### WHAT THE EXERCISE ASKS
Gather every line in the items below that contains the string "cloud", and copy each one out. Case counts.

### SUPPLIED RECORDS
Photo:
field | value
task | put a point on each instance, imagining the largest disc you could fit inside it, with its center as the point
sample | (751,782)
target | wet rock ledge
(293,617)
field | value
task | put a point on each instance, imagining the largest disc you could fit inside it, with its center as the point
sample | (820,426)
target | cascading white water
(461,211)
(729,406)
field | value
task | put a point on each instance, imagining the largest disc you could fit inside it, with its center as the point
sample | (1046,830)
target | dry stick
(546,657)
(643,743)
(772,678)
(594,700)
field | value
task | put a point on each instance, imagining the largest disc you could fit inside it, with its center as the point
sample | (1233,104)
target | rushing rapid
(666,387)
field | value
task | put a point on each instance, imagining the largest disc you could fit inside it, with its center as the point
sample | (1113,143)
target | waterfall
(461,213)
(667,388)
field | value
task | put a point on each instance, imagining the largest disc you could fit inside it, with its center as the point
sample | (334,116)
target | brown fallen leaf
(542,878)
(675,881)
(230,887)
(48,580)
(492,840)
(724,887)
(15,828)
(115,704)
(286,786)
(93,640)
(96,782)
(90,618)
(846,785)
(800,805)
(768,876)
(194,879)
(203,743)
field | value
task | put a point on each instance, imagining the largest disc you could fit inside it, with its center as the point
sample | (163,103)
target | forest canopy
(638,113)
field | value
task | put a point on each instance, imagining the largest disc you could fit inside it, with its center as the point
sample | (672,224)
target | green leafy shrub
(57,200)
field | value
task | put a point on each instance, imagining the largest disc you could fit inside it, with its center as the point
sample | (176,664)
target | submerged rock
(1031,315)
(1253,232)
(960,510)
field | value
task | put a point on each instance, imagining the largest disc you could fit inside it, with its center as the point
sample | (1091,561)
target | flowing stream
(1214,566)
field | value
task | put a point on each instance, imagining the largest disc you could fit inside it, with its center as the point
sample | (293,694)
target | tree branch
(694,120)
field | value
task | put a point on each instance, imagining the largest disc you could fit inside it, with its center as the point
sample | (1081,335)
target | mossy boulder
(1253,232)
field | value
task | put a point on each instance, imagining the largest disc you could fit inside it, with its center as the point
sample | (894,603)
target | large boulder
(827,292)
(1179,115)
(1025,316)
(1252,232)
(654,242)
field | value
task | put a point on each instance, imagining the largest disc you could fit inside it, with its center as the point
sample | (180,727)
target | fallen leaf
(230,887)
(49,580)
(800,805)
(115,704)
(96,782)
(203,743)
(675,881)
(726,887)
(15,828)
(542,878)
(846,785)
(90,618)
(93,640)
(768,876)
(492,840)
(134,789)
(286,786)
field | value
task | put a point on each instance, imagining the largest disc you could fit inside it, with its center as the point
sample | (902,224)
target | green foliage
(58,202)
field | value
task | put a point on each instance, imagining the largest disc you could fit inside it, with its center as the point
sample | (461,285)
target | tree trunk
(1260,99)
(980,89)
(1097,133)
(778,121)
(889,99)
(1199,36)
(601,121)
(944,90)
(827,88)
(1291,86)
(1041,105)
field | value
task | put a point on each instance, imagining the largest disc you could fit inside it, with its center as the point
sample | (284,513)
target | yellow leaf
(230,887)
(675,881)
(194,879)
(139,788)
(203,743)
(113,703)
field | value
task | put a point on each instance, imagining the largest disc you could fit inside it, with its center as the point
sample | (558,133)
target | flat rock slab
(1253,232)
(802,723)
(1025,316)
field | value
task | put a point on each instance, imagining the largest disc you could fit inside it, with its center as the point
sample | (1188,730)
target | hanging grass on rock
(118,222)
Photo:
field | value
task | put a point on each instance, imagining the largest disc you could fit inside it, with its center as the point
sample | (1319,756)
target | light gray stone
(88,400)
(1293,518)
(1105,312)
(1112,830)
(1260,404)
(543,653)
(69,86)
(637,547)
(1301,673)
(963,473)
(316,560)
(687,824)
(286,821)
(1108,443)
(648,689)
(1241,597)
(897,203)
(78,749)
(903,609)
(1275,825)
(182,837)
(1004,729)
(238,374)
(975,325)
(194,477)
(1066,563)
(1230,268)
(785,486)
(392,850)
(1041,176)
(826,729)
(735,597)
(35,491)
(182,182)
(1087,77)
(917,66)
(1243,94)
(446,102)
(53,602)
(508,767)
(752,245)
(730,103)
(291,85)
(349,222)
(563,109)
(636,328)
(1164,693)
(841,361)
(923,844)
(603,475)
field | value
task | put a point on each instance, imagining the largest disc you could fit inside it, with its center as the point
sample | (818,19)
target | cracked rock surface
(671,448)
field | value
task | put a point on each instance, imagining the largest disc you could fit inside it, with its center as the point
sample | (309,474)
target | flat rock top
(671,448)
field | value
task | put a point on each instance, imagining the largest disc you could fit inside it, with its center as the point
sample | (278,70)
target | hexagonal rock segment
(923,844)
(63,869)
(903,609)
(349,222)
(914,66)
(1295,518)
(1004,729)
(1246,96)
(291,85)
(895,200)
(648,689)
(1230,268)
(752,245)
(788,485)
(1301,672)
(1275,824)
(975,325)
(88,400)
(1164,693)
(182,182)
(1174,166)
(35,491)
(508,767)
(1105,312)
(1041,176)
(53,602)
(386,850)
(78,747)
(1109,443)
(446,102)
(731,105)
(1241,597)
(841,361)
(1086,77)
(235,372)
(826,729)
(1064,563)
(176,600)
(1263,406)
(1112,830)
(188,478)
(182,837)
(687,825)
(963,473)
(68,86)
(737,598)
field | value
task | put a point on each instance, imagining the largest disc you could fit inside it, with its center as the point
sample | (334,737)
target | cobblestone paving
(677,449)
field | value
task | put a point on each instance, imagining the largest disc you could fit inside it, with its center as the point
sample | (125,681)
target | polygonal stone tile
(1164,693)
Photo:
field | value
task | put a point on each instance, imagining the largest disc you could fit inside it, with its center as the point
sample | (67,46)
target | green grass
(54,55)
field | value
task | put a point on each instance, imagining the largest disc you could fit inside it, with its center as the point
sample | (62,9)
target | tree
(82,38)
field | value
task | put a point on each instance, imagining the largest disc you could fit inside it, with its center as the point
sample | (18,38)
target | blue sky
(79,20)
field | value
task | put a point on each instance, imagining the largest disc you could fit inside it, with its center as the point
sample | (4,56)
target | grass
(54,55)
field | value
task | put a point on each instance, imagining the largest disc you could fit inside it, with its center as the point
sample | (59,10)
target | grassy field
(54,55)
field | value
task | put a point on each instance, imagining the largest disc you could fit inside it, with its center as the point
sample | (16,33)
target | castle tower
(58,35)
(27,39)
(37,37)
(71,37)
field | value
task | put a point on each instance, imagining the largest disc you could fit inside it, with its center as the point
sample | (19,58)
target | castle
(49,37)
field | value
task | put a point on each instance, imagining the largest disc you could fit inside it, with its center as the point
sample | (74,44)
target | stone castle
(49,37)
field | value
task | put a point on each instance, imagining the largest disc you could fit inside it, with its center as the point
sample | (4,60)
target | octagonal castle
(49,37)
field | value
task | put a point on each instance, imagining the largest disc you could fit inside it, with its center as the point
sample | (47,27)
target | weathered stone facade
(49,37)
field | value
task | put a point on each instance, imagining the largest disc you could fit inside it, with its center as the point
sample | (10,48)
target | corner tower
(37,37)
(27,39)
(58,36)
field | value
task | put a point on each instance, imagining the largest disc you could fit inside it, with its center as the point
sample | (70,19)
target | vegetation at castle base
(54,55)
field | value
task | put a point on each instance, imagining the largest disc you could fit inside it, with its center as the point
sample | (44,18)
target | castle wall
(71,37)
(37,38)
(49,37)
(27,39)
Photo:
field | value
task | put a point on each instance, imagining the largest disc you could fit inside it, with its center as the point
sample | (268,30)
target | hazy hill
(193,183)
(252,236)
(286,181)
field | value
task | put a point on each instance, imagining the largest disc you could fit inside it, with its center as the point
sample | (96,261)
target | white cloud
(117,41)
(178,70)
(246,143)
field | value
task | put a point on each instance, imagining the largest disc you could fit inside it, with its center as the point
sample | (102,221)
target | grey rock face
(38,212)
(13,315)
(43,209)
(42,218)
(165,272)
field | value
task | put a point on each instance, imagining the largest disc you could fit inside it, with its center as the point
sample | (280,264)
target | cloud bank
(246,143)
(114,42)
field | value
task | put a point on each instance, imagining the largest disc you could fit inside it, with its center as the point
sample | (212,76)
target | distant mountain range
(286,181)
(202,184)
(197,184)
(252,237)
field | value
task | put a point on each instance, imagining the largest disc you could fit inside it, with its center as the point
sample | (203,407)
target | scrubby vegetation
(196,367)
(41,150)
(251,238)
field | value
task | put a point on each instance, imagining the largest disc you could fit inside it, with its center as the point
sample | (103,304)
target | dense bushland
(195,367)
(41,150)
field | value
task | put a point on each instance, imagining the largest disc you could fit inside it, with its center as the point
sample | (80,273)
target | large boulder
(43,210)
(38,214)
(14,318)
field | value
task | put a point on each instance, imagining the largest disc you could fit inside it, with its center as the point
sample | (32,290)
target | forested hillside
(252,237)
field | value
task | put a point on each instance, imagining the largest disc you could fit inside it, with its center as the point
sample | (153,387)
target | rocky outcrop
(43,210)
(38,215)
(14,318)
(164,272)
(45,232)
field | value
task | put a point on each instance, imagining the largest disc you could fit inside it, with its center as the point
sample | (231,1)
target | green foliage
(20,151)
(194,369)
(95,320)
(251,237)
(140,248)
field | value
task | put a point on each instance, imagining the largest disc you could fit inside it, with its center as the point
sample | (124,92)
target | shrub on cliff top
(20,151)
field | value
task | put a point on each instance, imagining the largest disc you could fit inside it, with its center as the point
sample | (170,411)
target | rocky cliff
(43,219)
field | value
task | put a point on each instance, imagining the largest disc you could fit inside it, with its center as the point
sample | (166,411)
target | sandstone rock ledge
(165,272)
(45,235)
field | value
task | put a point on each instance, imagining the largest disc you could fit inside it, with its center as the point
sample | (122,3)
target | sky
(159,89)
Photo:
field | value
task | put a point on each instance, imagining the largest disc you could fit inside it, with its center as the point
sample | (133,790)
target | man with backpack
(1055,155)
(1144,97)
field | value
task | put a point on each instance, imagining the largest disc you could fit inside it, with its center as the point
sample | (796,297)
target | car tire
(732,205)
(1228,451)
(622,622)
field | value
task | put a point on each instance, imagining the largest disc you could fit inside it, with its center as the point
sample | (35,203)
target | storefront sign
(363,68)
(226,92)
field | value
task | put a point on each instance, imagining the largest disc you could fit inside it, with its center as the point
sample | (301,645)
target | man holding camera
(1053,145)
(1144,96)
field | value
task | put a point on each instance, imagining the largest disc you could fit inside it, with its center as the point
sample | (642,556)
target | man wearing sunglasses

### THE COMPLETED TASK
target | white cloud
target | cloud bank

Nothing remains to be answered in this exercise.